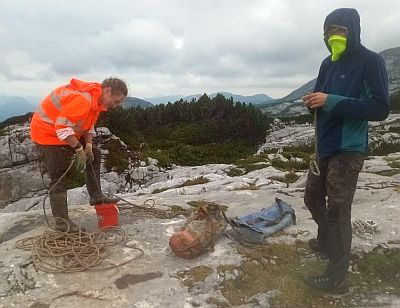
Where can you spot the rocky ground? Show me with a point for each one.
(159, 279)
(145, 273)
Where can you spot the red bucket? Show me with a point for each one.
(107, 215)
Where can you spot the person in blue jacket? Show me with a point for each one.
(351, 89)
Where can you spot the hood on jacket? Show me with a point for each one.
(350, 19)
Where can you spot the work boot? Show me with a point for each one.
(92, 177)
(58, 202)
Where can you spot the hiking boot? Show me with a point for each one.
(68, 226)
(103, 199)
(327, 284)
(316, 246)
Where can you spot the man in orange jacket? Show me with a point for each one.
(64, 125)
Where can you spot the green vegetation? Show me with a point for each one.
(205, 131)
(395, 102)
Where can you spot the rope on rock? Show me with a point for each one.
(59, 252)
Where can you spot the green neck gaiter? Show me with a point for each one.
(338, 46)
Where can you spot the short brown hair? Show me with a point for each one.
(118, 86)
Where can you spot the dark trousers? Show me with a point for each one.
(329, 197)
(56, 159)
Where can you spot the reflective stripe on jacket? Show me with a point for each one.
(73, 108)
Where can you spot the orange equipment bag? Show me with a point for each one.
(200, 231)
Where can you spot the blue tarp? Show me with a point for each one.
(262, 224)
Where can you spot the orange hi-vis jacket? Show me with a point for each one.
(71, 109)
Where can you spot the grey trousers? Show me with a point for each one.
(329, 197)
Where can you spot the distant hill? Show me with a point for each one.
(135, 102)
(14, 105)
(253, 99)
(291, 105)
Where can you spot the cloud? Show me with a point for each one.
(168, 47)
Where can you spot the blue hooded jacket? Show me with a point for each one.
(357, 88)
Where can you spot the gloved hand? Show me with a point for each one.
(80, 159)
(89, 152)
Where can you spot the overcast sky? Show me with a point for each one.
(166, 47)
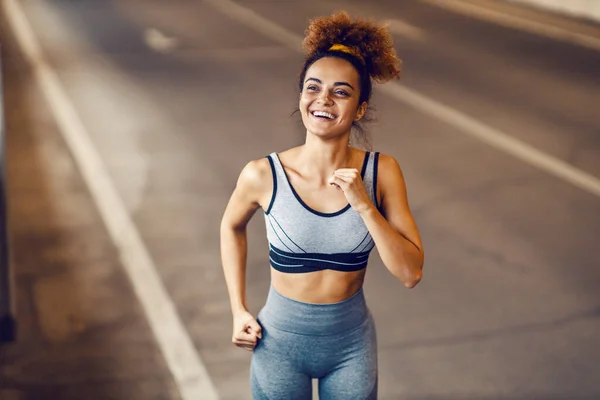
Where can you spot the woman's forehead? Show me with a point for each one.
(332, 69)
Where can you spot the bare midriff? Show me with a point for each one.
(320, 287)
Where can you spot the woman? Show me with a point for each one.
(326, 206)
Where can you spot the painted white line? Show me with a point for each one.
(185, 364)
(516, 22)
(404, 29)
(158, 41)
(452, 117)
-- -- --
* _Task description_
Present every line of the material above as a Markdown table with two columns, Number (the row number) and Text (the line itself), skipping blank lines and leaving the pictures out.

* _Solution to the problem_
| Number | Text |
|---|---|
| 1 | Where can you spot the rocky ground? Show me with a point for each one. |
| 2 | (159, 279) |
| 3 | (145, 273) |
| 4 | Where can you spot the red bucket? Show me with a point for each one. |
| 5 | (107, 215) |
| 6 | Where can you spot the person in blue jacket? Show me with a point for each one. |
| 7 | (351, 89) |
| 8 | Where can you spot the hood on jacket? Show me with a point for each one. |
| 9 | (350, 19) |
| 10 | Where can you spot the work boot? Show me with a point for each one. |
| 11 | (92, 177) |
| 12 | (58, 202) |
| 13 | Where can you spot the hiking boot? Show me with a point for each one. |
| 14 | (68, 226) |
| 15 | (103, 199) |
| 16 | (327, 284) |
| 17 | (316, 246) |
| 18 | Where can you spot the man in orange jacket? Show me with a point for each one. |
| 19 | (64, 125) |
| 20 | Where can you spot the green vegetation? Show me with a point for each one. |
| 21 | (205, 131) |
| 22 | (395, 102) |
| 23 | Where can you spot the rope on rock? Show me with a point for each one. |
| 24 | (59, 252) |
| 25 | Where can you spot the green neck gaiter? Show me with a point for each one. |
| 26 | (338, 46) |
| 27 | Where can you spot the short brown hair? Show me with a point for each one. |
| 28 | (118, 86) |
| 29 | Where can you spot the dark trousers? Show me with a point for each one. |
| 30 | (329, 197) |
| 31 | (56, 159) |
| 32 | Where can you spot the reflective stripe on jacket? Show me with a point for each one. |
| 33 | (73, 108) |
| 34 | Where can you spot the orange equipment bag? Show me with a point for each one. |
| 35 | (200, 231) |
| 36 | Where can you spot the blue tarp? Show me with a point for each one. |
| 37 | (262, 224) |
| 38 | Where can you spot the orange hi-vis jacket? Show me with a point for each one. |
| 39 | (71, 109) |
| 40 | Where can you spot the grey trousers? Show me with a point for each one. |
| 41 | (329, 197) |
| 42 | Where can you spot the distant hill? Show me with a point for each one. |
| 43 | (135, 102) |
| 44 | (14, 105) |
| 45 | (253, 99) |
| 46 | (291, 105) |
| 47 | Where can you spot the cloud? Show me with a point for each one. |
| 48 | (168, 47) |
| 49 | Where can you spot the blue hooded jacket? Show me with a point for each one. |
| 50 | (357, 88) |
| 51 | Where can you spot the gloved hand? Show me with a point for each one. |
| 52 | (80, 159) |
| 53 | (89, 152) |
| 54 | Where can you spot the overcast sky? Show me with a point for each one. |
| 55 | (166, 47) |
| 56 | Where can you spot the woman's forehead? Show me with a point for each one. |
| 57 | (332, 69) |
| 58 | Where can you spot the bare midriff? Show me with a point for each one. |
| 59 | (320, 287) |
| 60 | Where can you spot the woman? Show me with a point for each one. |
| 61 | (326, 206) |
| 62 | Where can you spot the painted white line? Show me with a point for each one. |
| 63 | (185, 364) |
| 64 | (516, 22) |
| 65 | (404, 29) |
| 66 | (158, 41) |
| 67 | (452, 117) |